▶ _Exercise requirements_
1) In the copper cookware thread, what thickness is given for the Amoretti Brothers copper?
2) Please write the next part of the copper cookware thread, picking up right after its final line.

▶ _Text to read_
..........
# Amoretti Brothers copper cookware



## kobeamos12 (Nov 13, 2011)

Hi, I am wondering if anyone has tried Amoretti Brothers  copper cookware. I saw those pans at Dean & Deluca, they look gorgeous but I wonder if you had any review/suggestion to share. I would like to buy a set for my kitchen. Thanks


----------



## boar_d_laze (Feb 13, 2008)

Copper is beautiful. It takes more care than ordinary stainless. It's far more expensive than good stainless multi-ply, but doesn't really provide significant performance benefits.

A lot of copper users talk about its superior responsiveness. Maybe it would be in a kitchen universe where "everything else is equal." Unfortunately most of us don't cook there. Responsiveness depends on a lot of things including the weight and thickness of the copper, as well as the weight and thickness of the lining. A tin coating will be more responsive than a stainless liner.

Another putative benefit is copper's alleged ability to spread heat more efficiently and avoid hot spots. Compared to good multi-ply the superiority is highly overrated. With a little extra time spent on the preheat, the multi-ply won't be any more susceptible to hot spots than copper. FWIW, copper with a stainless insert will be very slightly better than tin-lined copper in this respect -- not enough to matter, though.

I don't have any direct experience with the Amoretti Brothers copper, but do notice that it's 2.5mm thick (more than adequate); and tin lined, as opposed to the more modern and more expensive stainless insert that's so popular now. My experience with tin-lined copper is that it's less expensive, lighter, doesn't need to be re-tinned often (once a decade maybe), and re-tinning is relatively inexpensive and convenient. At the end of the day though, many users would choose a stainless insert over a tin-coat for several reasons, including ding and warp resistance.

_Bottom line: If you buy copper, buy it for the beauty. It will cook very well but won't make you a better cook._

BDL

PS. We have a lot of Mauviel's "best" (i.e., most ridiculously expensive and heaviest!) stainless lined copper; and we have several pieces of tin-lined as well. I get a big kick out of making homey and familiar things in copper cookware. There's something very amusing about making barbecue sauce in a $400 pot.

Let them eat stainless!


----------



## kobeamos12 (Nov 13, 2011)

Thank you BDL, I think tin-lined is much more better looking than stainless steel, and if you think about beauty, I can totally agree with you! I also love the texture of the hand-hammered copper that Mauviel doesn't have so I will probably go with the Amoretti Brothers. Thanks and "good cooking"!


----------



## virgil (Jan 21, 2016)

I know this thread is old and I don't know what use this reply will have 4 years after the fact, but....here goes.

First, many thing in the culinary world, copper cookware is more a matter of personal preference than anything else.  As such, there are varying opinions about copper cookware that far exceed the number of facts.  That's because copper cookware is about as simple as cookware can get despite the skill and expense that goes into their creation.  As the old saying goes, "if something is repeated enough times, it starts to become fact."  That is what has happened to many opinions about copper cookware. 

I will try to separate some of the facts from the fiction.  Before I do, however, there are two schools when it comes to copper cookware: those that favor tin lined vs those who favor stainless steel lined. 

The facts common to both styles are:

1. They both are a beautiful edition to any kitchen

2. They both are excellent in terms of heat transference and precision temperature control (i.e. no hot spots)
..........
▶ _Listed records_
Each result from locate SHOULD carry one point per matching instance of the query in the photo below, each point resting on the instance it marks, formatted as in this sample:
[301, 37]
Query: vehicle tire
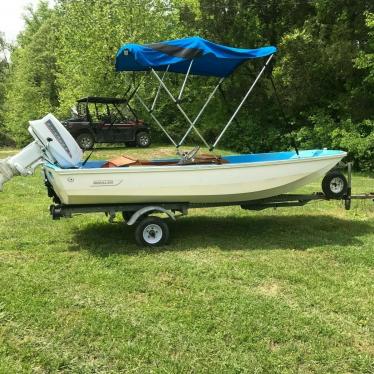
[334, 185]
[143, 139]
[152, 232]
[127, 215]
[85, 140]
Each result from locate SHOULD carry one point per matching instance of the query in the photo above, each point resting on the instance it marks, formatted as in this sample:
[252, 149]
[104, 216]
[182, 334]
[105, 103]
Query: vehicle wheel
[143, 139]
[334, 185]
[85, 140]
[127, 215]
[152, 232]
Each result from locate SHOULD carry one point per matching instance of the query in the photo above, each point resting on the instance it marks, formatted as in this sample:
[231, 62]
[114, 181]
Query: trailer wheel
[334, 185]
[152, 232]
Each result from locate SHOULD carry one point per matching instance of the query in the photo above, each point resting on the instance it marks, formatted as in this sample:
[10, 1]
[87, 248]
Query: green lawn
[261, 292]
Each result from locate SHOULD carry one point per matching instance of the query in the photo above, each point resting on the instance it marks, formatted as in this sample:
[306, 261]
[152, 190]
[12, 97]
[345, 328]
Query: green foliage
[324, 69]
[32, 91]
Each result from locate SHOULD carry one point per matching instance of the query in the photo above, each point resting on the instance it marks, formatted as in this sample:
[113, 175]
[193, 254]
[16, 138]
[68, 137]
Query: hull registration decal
..........
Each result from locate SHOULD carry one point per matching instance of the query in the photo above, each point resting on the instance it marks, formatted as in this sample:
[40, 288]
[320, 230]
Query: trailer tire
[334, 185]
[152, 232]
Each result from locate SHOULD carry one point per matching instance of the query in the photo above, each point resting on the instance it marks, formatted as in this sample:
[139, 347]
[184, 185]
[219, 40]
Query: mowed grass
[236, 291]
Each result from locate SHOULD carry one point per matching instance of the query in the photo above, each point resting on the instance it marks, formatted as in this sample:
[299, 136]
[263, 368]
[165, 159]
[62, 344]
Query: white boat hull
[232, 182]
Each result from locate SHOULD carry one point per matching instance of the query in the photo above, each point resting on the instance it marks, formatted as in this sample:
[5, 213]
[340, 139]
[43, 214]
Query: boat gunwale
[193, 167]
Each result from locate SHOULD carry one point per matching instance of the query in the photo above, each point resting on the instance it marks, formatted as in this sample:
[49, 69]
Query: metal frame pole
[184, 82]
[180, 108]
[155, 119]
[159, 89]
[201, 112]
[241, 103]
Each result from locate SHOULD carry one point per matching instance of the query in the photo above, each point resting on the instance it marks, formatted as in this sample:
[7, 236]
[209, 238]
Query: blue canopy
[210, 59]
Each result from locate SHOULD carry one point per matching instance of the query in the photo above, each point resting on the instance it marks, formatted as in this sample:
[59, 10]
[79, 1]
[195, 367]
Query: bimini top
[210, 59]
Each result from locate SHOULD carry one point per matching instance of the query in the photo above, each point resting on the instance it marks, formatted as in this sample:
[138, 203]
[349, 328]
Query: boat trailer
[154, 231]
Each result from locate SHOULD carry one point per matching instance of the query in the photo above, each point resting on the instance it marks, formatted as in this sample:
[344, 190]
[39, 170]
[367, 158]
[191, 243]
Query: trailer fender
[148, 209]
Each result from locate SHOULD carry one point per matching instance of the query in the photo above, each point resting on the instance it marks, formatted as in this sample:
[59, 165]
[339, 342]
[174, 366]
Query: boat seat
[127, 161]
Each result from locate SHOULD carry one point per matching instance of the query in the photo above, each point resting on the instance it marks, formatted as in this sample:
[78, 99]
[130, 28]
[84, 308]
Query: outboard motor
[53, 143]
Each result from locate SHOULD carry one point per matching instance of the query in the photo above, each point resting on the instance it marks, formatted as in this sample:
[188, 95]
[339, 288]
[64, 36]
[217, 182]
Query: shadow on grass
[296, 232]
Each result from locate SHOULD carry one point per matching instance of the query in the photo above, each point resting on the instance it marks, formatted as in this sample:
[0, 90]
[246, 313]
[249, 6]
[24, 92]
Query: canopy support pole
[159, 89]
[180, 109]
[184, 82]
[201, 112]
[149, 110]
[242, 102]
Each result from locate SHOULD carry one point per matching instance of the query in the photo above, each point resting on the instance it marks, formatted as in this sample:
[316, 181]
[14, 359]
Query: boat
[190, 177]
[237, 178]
..........
▶ _Results of the tasks_
1) 2.5mm

2)
3. They both require their own level of care and maintenance that exceeds other non-copper cookware

4. Tin is a better non-stick surface than stainless steel

5. Stainless steel will tolerate higher temperatures than tin

6. Tin is easier to clean than stainless steel

7. Stainless steel will stain or rust if the surface is scratched or compromised

8. If the stainless steel is somehow compromised and the copper shows through, the pan can no longer be used.

9. If the tin is compromised and the copper shows through, the pan can be re-tinned

10. Re-tinning is not very expensive when compared to the value or cost of replacement- about $50 - $75 per pan, depending on the size

11. Both tin and stainless copper are not for inexperienced users. 

Here are some myths:

1. Tin lined copper needs to be re-tinned very often and is not worth it. 

    - There is nothing further from the truth.  There are only two reasons why a copper pan would need to be re-tinned before it reaches the 10 - 15 year mark (under moderate use):  1. It was not used properly (usually by inexperienced chefs/cooks who overheat the pan and damage the tin) or 2. The pan was defective in some way. 

If tin lined copper is used properly and cared for properly, the tin lining can last a very long time without having to be redone.  I have tin lined copper that belonged to my grandmother that are over 50 years old that are still going strong.  However, if I was going to use the copper under heavy use conditions, tin lined would not be my first choice.  But, I would have a few key pieces in the line up that were tin lined.  But, that is more personal preference rather than fact.

2. Stainless steel lined copper will effect the flavor of the food.

    - Stainless steal is non-reactive so, I have no idea how this can be fact.  I have never experienced any flavor issues when using stainless steel copper.....ever.

3. You can't caramelize food in tin lined pans.

     - If you cannot caramelize food like seafood or poultry in a tin lined pan, chances are its due to operator error rather than the limits of the pan.  Tin lined pans are good up to about 450'F which is far higher of a temperature than what is needed to caramelize foods.  Tin lined copper is perfectly capable of caramelizing or "browning" anything you put in it.

4. There is no difference in heat transference between an all stainless steel pan (not stainless lined copper) and a copper pan. 

     - This is perhaps the biggest myth going.  Copper's heat transferability is unparalleled and unmatched.  Because of copper's excellent heat conductivity, lower burner temperatures are needed.  The general rule is one half of the setting for copper than what would be used for all stainless steel pans.  The only pan that has heat transference as good as copper is all titanium cookware (not the titanium coated stuff). 

5.  Copper pans are harder to clean than other pans.

     - Wrong.  Stainless steel lined copper is no more difficult to clean than an all stainless pan.  Like its all stainless counterpart, food tends to stick to stainless lined copper because the stainless steel lining has microscopic nooks and crannies that hold on to the food.  However, tin lined copper is very easy to clean because the surface is much smoother than stainless steel.  If anything sticks to tin lined copper, just soak in hot water for 10-15 minutes and it comes right off.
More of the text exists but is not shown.